### RECORD EXTRACTS
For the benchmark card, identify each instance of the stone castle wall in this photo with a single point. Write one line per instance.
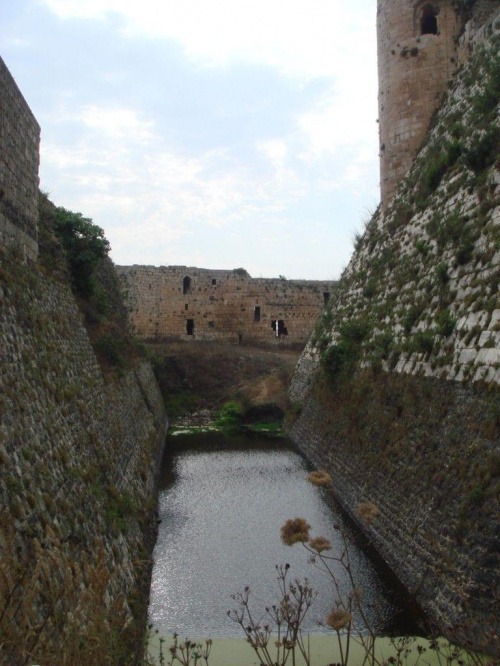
(19, 158)
(195, 303)
(416, 61)
(410, 420)
(79, 455)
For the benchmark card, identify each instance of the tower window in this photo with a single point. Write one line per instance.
(428, 21)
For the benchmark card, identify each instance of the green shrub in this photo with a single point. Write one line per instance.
(338, 358)
(484, 153)
(423, 342)
(354, 330)
(442, 273)
(84, 244)
(446, 323)
(229, 415)
(110, 349)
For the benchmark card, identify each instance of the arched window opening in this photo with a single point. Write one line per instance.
(428, 21)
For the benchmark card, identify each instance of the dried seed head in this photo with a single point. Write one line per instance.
(294, 530)
(338, 619)
(320, 478)
(319, 544)
(367, 511)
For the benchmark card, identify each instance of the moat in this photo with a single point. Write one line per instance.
(222, 503)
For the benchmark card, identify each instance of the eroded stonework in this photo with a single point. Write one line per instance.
(196, 303)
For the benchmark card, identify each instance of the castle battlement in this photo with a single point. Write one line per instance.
(420, 45)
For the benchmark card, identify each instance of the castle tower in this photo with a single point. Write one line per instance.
(416, 59)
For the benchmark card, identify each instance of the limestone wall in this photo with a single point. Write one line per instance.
(78, 454)
(397, 392)
(416, 61)
(221, 305)
(19, 158)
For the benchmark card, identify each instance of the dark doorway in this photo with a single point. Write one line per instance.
(428, 22)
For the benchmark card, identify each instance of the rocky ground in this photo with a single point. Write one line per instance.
(197, 378)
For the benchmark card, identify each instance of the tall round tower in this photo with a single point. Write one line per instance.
(416, 58)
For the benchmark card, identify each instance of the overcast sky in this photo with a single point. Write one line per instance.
(210, 133)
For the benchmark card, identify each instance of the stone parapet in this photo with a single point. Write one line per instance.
(19, 161)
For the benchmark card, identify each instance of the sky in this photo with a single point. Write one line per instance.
(211, 133)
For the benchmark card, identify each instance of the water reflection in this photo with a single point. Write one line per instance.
(222, 505)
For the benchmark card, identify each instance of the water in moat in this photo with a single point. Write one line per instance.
(222, 503)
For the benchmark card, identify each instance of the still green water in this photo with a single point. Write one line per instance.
(222, 503)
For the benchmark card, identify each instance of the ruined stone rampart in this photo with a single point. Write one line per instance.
(397, 392)
(195, 303)
(79, 456)
(420, 45)
(19, 157)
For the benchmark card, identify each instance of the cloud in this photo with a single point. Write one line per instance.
(303, 38)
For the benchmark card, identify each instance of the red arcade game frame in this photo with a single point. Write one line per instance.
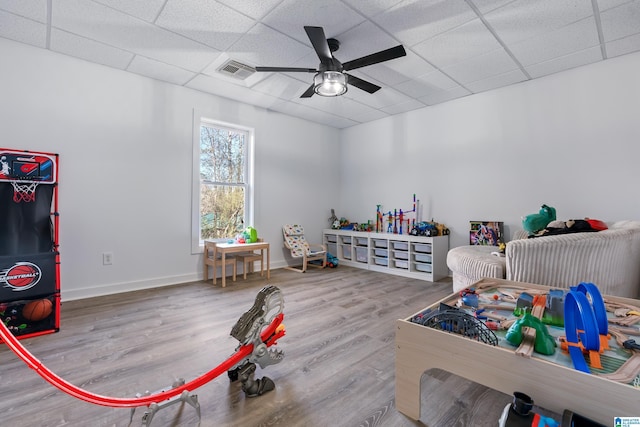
(29, 242)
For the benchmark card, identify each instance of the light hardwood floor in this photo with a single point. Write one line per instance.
(338, 368)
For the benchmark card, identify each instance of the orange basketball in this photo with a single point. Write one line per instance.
(37, 310)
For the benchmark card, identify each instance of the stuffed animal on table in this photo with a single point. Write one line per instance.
(533, 223)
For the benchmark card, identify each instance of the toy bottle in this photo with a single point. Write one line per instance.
(518, 414)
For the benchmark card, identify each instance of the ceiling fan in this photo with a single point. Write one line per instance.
(331, 78)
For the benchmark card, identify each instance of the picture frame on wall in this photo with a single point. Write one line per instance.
(486, 233)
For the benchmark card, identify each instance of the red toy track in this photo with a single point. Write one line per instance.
(269, 336)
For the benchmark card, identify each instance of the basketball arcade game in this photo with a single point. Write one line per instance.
(29, 257)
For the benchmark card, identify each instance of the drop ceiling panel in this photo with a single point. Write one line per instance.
(621, 21)
(575, 59)
(147, 10)
(399, 70)
(524, 19)
(438, 96)
(414, 21)
(308, 113)
(623, 46)
(454, 47)
(206, 21)
(281, 86)
(371, 8)
(496, 81)
(263, 46)
(114, 28)
(608, 4)
(237, 93)
(427, 83)
(333, 15)
(466, 41)
(159, 70)
(256, 9)
(486, 6)
(89, 50)
(404, 107)
(571, 38)
(363, 40)
(22, 30)
(385, 97)
(481, 67)
(32, 9)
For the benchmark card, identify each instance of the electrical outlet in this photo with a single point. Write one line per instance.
(107, 258)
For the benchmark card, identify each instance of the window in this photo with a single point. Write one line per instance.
(223, 185)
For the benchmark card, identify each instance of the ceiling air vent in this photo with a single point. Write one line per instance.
(236, 69)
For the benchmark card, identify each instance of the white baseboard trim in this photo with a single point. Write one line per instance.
(116, 288)
(138, 285)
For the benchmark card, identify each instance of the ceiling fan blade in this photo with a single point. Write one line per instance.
(362, 84)
(308, 93)
(320, 45)
(287, 69)
(374, 58)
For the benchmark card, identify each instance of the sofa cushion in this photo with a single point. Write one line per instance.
(471, 263)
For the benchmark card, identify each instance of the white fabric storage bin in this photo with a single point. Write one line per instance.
(403, 246)
(381, 253)
(423, 247)
(422, 257)
(400, 255)
(380, 243)
(427, 268)
(402, 264)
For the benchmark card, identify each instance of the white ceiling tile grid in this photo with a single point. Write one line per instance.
(454, 47)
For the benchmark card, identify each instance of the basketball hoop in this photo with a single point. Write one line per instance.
(24, 192)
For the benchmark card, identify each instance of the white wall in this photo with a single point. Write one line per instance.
(125, 167)
(570, 140)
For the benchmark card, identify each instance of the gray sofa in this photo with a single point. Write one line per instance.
(610, 259)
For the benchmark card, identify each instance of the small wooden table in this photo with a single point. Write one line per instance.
(226, 248)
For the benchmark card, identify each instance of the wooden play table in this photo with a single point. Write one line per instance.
(553, 386)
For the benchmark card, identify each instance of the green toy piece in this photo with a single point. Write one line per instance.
(536, 222)
(544, 344)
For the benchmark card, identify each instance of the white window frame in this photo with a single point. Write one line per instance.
(199, 119)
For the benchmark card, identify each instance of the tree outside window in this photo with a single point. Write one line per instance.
(223, 181)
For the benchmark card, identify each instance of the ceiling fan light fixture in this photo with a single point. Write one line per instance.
(330, 83)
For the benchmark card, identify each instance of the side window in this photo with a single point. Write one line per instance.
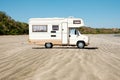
(55, 27)
(39, 28)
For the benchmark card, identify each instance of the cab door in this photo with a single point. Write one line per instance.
(72, 36)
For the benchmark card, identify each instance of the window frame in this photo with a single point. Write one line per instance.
(36, 28)
(55, 29)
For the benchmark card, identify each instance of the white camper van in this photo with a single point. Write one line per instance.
(57, 31)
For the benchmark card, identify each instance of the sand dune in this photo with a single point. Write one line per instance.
(22, 61)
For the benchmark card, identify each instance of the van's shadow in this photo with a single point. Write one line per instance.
(89, 48)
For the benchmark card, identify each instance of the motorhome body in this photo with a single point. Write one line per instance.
(57, 31)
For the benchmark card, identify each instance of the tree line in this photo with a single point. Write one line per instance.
(9, 26)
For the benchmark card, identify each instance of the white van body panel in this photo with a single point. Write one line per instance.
(54, 30)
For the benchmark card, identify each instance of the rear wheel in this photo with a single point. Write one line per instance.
(80, 45)
(48, 45)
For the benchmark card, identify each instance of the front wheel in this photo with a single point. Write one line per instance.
(80, 45)
(48, 45)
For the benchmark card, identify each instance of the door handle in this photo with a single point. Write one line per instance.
(69, 35)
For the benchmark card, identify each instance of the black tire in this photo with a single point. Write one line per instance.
(80, 45)
(48, 45)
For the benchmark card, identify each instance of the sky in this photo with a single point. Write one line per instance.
(95, 13)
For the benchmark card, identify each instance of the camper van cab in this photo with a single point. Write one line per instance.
(57, 31)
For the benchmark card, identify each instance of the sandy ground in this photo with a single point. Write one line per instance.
(22, 61)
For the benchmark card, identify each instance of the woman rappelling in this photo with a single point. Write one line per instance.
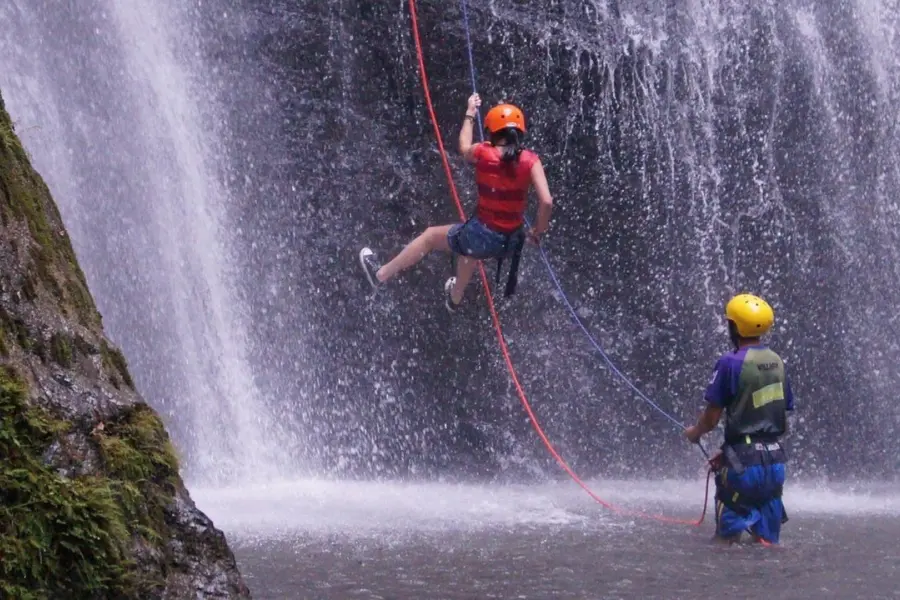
(504, 173)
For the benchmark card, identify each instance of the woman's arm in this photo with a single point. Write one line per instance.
(466, 147)
(545, 200)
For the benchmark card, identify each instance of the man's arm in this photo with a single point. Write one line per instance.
(718, 394)
(708, 421)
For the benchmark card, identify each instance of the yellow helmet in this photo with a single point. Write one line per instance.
(752, 316)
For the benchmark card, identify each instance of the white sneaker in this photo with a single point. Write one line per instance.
(370, 266)
(448, 288)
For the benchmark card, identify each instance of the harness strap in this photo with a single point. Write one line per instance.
(512, 247)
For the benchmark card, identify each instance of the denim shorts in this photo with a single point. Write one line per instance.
(475, 240)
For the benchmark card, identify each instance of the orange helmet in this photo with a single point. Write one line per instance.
(504, 115)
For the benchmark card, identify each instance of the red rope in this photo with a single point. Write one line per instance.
(496, 319)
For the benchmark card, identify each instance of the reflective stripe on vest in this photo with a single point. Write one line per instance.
(502, 188)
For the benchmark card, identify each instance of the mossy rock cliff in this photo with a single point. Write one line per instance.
(91, 501)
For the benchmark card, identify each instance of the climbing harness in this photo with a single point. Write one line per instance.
(493, 311)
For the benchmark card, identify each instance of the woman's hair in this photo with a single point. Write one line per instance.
(512, 148)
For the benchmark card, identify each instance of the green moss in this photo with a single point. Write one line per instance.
(115, 362)
(59, 537)
(25, 197)
(16, 329)
(71, 537)
(61, 349)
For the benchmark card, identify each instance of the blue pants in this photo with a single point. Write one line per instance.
(475, 240)
(763, 515)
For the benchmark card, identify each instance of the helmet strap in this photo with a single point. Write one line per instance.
(733, 335)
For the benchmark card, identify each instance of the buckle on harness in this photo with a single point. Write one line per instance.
(512, 247)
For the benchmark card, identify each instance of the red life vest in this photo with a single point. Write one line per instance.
(502, 187)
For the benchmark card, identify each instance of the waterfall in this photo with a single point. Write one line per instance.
(114, 107)
(219, 167)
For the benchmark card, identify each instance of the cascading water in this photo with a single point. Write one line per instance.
(111, 102)
(219, 167)
(695, 149)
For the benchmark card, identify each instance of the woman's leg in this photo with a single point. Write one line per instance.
(433, 238)
(464, 269)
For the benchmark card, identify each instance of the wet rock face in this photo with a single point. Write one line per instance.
(91, 501)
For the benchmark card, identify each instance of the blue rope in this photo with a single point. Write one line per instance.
(550, 270)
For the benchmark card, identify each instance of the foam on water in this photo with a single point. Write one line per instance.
(367, 507)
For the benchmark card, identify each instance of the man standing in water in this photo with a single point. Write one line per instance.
(750, 385)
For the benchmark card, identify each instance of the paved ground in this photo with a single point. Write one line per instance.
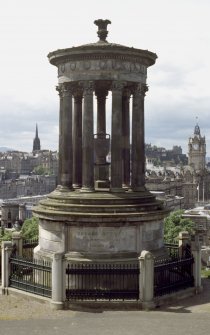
(22, 316)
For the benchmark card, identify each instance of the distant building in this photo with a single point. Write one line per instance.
(190, 181)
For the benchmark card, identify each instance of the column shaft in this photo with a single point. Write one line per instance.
(116, 138)
(87, 140)
(65, 145)
(138, 147)
(59, 89)
(77, 141)
(101, 111)
(126, 137)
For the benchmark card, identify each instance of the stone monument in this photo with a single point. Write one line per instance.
(101, 210)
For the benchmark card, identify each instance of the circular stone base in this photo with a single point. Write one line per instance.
(100, 224)
(64, 204)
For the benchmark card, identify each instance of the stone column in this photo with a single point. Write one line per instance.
(77, 140)
(138, 150)
(6, 249)
(59, 89)
(146, 284)
(126, 137)
(116, 137)
(17, 240)
(184, 243)
(101, 95)
(87, 139)
(57, 282)
(65, 138)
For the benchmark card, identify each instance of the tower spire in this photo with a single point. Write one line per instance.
(36, 142)
(36, 131)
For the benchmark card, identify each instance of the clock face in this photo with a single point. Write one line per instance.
(195, 146)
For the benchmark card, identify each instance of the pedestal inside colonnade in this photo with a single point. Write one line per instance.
######
DIRECTIONS: Rewrite the material from the line containing "For the benchmark card, identify each instance of the paved" through the end, replacing "stone" with "rock" and leaving everything else the same. Omit the pictures.

RESPONSE TO THE EXERCISE:
For the benchmark card, identify each instance of the paved ground in this photo with a single point. Write one line per instance.
(22, 316)
For the benchmark card, identify each instance of the distant building in this photo with a single point. Write one line per instance.
(190, 181)
For the benchmark card, identify each instance of the column shaft in this photo with a single point. Write one line per instance.
(116, 138)
(87, 140)
(65, 145)
(138, 147)
(59, 89)
(77, 141)
(101, 111)
(126, 137)
For the benchmark card, identify each instance of the rock monument in this photo with a single point. Write one line per instance.
(101, 210)
For the benchmark card, identify each instance of the circular rock base in this photo with a single point. Write one line per instance.
(100, 224)
(64, 204)
For the benchmark card, identify each instance of the rock column in this photo with a single point. Write one line per instance.
(77, 140)
(138, 150)
(6, 249)
(59, 89)
(146, 284)
(126, 137)
(116, 137)
(17, 240)
(184, 243)
(101, 95)
(87, 139)
(57, 282)
(65, 138)
For the benchmark card, identify each instance of the tower spire in this photo with a single point. Write one line per instance.
(36, 142)
(36, 131)
For the benchmark card, identify each instance of the clock face in this photo with a single point. Write one line per instance.
(195, 146)
For the benchmark card, identify each instance of the pedestal inside colonnade in this photo with a single point. Write one line per instance.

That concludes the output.